-------- Data to use --------

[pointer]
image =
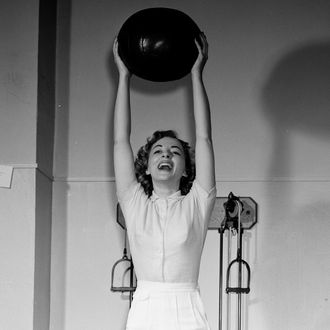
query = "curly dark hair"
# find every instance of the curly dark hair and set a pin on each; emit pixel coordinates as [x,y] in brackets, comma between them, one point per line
[141,163]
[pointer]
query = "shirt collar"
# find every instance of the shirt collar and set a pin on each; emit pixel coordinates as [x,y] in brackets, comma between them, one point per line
[174,196]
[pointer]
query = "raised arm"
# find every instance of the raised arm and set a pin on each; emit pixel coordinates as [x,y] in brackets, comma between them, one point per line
[123,155]
[204,154]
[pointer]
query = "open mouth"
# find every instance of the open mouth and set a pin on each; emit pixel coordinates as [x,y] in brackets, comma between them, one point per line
[165,166]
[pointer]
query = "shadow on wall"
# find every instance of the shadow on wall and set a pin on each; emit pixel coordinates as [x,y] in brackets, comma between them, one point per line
[296,97]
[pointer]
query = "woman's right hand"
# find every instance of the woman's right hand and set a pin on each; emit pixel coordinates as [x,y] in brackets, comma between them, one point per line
[122,69]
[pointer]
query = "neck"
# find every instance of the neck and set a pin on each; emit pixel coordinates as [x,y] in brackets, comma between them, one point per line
[165,190]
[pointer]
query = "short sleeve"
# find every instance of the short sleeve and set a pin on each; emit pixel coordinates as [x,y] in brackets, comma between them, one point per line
[131,202]
[204,199]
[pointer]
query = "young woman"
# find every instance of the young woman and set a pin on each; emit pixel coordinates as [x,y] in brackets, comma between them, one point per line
[167,199]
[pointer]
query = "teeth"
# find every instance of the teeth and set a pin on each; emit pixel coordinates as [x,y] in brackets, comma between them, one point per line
[165,165]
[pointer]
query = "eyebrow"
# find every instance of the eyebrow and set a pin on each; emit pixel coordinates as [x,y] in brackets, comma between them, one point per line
[159,145]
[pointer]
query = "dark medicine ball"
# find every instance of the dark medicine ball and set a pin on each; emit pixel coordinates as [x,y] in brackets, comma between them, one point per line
[158,44]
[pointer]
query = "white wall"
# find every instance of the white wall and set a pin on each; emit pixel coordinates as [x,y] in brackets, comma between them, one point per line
[268,80]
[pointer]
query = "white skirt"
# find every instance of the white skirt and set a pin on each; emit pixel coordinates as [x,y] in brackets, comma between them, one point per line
[167,306]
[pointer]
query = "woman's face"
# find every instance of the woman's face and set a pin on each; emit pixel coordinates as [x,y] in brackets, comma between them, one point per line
[166,160]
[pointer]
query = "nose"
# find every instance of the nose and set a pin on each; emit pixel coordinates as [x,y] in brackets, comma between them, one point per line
[166,154]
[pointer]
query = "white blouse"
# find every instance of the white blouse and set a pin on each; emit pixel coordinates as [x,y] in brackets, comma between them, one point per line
[167,235]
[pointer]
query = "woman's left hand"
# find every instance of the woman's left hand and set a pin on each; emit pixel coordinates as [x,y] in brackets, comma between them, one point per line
[202,57]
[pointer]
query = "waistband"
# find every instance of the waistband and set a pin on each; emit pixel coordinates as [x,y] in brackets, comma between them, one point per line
[167,286]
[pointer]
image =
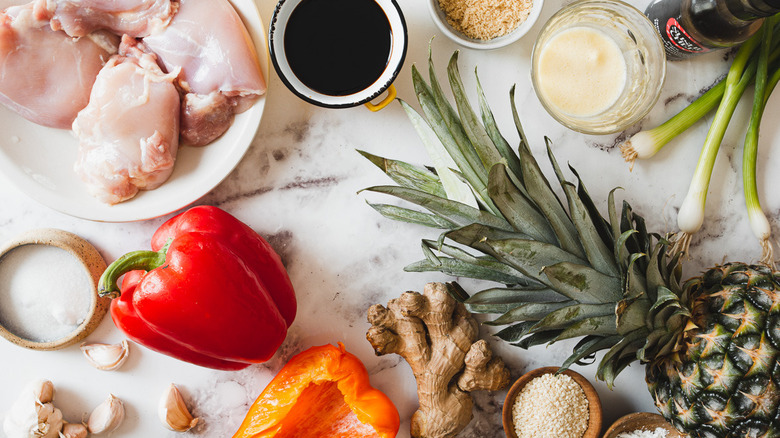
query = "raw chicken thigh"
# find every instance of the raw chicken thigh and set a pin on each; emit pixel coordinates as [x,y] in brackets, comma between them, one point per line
[220,71]
[6,3]
[137,18]
[46,76]
[128,134]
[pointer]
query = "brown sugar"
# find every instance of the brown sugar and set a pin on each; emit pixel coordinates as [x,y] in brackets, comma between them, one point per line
[485,19]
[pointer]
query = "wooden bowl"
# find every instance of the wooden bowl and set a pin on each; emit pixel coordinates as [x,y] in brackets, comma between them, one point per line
[643,421]
[92,262]
[594,403]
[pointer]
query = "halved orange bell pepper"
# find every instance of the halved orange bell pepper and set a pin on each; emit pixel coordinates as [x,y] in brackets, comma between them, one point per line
[322,392]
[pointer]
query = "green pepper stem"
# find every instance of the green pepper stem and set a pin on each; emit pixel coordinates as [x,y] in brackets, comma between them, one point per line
[132,261]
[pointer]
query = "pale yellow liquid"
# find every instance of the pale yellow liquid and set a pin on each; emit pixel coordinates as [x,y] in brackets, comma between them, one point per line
[581,71]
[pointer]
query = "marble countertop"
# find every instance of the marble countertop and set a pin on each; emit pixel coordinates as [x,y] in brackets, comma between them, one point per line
[297,186]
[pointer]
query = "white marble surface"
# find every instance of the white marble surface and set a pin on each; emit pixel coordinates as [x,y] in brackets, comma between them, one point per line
[298,186]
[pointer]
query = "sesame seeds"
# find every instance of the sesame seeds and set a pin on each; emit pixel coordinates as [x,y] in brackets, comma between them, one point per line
[485,19]
[551,406]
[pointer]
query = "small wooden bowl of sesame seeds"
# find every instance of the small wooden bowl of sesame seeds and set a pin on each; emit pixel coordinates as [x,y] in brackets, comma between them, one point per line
[544,402]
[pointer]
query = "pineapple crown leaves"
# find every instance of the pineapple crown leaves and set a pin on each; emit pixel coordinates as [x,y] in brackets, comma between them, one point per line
[567,271]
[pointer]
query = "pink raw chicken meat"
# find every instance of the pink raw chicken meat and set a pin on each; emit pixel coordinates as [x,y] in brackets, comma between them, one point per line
[220,71]
[137,18]
[46,76]
[128,134]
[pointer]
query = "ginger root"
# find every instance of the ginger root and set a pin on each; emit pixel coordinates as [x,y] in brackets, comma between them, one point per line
[438,337]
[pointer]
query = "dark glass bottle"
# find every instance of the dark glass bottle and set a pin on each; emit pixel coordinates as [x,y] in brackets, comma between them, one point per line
[692,27]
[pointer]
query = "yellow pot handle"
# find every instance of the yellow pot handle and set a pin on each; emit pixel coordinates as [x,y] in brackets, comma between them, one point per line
[391,93]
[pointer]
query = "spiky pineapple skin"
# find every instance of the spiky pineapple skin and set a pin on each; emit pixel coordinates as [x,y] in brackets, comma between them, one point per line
[723,382]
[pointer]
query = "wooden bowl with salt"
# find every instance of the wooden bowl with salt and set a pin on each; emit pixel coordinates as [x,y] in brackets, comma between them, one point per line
[82,263]
[594,403]
[641,421]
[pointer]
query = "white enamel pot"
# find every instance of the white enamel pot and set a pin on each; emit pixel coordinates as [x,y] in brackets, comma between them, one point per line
[382,85]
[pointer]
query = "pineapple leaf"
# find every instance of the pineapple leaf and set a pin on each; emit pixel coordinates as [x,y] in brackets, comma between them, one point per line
[600,325]
[460,214]
[476,133]
[408,175]
[527,256]
[542,338]
[631,314]
[436,121]
[452,185]
[597,252]
[614,219]
[601,224]
[512,160]
[539,189]
[515,332]
[412,216]
[458,268]
[452,123]
[518,125]
[514,296]
[583,283]
[516,208]
[588,347]
[456,291]
[529,312]
[610,365]
[562,318]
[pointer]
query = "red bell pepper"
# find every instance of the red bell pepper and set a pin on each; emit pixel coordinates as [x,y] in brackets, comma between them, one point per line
[211,292]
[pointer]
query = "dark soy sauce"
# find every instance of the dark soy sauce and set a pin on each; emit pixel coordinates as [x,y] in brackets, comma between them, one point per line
[337,47]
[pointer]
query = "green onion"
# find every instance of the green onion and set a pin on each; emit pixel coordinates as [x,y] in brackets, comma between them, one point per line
[691,214]
[758,221]
[645,144]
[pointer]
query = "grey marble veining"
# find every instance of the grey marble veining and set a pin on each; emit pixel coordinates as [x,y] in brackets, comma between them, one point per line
[298,185]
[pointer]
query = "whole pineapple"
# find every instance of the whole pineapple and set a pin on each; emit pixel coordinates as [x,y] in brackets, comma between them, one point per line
[710,345]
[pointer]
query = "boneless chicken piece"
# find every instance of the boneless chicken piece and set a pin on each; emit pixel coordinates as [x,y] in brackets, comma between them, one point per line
[220,71]
[137,18]
[46,76]
[128,134]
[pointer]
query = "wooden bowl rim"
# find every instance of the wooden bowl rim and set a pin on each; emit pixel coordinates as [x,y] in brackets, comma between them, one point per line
[641,420]
[594,402]
[87,256]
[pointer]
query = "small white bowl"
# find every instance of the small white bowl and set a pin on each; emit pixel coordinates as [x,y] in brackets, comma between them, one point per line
[440,18]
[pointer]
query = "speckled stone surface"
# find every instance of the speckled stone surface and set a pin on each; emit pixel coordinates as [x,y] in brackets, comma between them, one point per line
[298,186]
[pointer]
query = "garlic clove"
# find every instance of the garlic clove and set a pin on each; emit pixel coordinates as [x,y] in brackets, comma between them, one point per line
[43,390]
[173,411]
[106,357]
[107,416]
[74,430]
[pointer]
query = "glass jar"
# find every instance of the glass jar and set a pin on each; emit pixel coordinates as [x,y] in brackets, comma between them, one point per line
[610,40]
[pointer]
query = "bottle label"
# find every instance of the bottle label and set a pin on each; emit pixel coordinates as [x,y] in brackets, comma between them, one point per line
[677,36]
[678,43]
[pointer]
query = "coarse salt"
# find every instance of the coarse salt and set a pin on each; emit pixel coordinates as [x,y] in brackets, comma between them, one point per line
[641,433]
[44,292]
[551,406]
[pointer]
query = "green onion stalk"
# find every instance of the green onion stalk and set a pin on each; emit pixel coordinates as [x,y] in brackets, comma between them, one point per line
[691,214]
[764,86]
[645,144]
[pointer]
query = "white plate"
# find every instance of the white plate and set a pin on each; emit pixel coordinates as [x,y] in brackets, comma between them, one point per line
[39,160]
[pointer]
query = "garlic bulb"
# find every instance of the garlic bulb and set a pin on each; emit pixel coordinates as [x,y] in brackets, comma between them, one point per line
[33,415]
[106,357]
[173,412]
[107,416]
[74,430]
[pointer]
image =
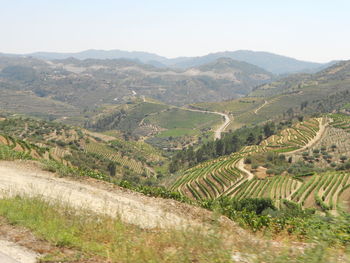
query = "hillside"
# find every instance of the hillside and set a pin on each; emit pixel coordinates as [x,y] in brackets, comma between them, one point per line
[293,96]
[164,126]
[74,88]
[273,169]
[270,62]
[53,142]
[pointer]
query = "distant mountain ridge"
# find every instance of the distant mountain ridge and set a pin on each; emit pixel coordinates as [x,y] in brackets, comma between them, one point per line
[273,63]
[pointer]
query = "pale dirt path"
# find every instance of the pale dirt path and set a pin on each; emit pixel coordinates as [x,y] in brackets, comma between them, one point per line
[222,127]
[134,208]
[313,141]
[260,107]
[13,253]
[240,166]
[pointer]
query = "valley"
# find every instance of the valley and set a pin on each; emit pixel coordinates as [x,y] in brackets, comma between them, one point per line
[222,144]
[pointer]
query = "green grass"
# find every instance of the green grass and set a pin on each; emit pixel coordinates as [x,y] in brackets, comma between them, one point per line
[177,118]
[178,132]
[108,238]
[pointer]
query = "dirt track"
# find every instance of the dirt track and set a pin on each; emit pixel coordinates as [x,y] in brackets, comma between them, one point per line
[222,127]
[134,208]
[319,135]
[12,253]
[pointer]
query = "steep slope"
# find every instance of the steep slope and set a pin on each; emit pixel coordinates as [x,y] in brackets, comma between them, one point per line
[295,95]
[276,64]
[85,85]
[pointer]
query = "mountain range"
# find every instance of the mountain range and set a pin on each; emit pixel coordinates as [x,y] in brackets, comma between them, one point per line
[273,63]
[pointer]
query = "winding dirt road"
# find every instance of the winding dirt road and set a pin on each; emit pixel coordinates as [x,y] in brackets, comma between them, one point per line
[260,107]
[222,127]
[320,133]
[13,253]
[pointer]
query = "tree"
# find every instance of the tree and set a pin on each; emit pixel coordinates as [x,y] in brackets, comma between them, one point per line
[250,139]
[343,158]
[112,168]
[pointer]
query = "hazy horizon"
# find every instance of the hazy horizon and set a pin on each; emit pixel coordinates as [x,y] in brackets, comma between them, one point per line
[312,31]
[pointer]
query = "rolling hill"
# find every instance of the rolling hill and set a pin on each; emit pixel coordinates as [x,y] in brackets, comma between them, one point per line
[84,85]
[274,63]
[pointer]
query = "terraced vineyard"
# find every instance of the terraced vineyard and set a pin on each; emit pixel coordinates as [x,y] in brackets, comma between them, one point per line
[341,121]
[22,146]
[295,137]
[226,176]
[114,155]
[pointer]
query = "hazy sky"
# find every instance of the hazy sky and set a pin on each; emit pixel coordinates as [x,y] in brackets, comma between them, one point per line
[315,30]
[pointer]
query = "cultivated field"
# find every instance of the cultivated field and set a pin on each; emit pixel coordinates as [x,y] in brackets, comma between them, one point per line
[227,176]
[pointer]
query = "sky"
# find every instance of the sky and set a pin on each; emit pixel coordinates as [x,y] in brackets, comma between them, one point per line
[313,30]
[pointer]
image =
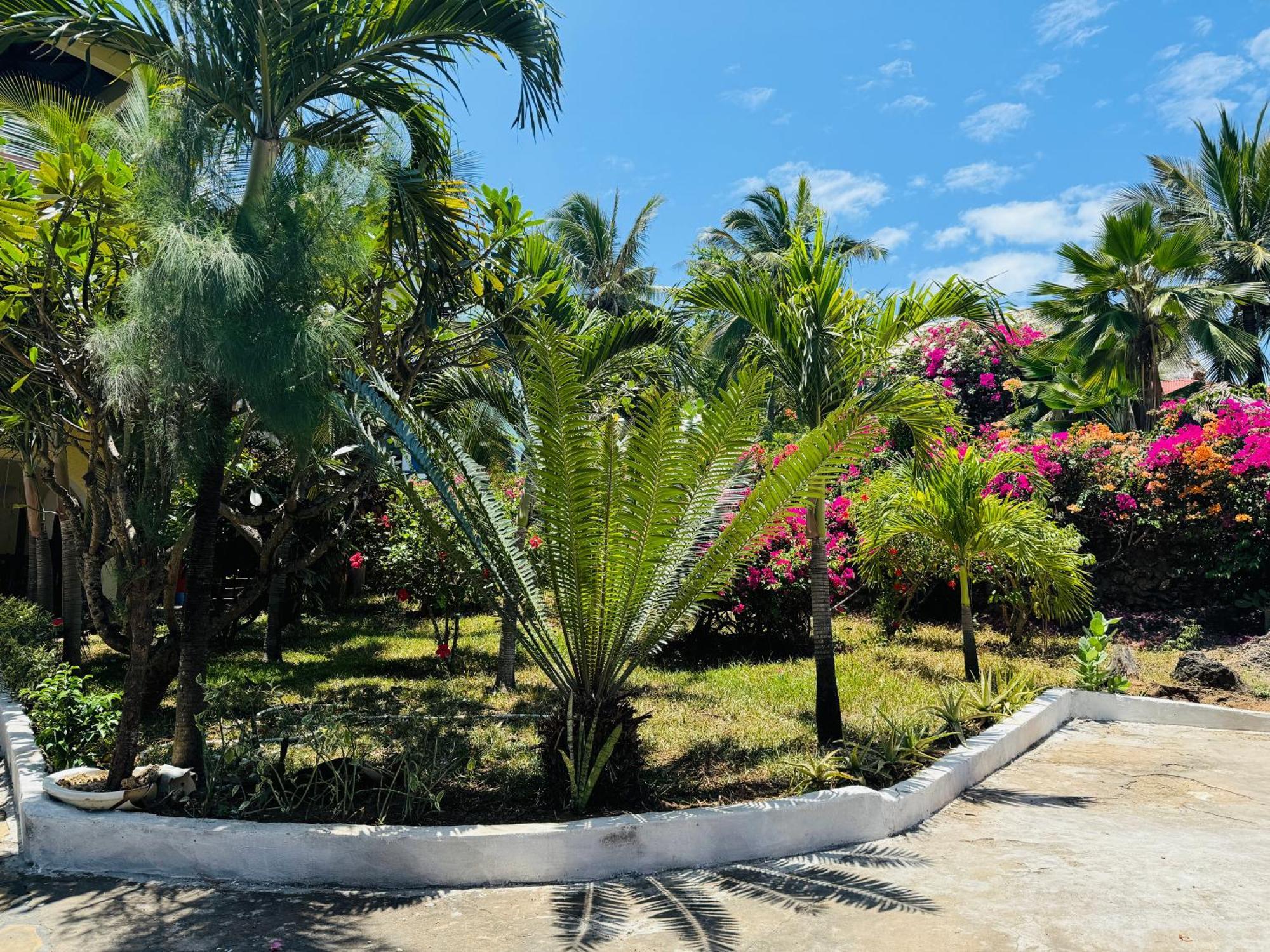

--------

### What the task asks
Count the lines in the material above that contain the string "wall", and give only that number.

### Response to the task
4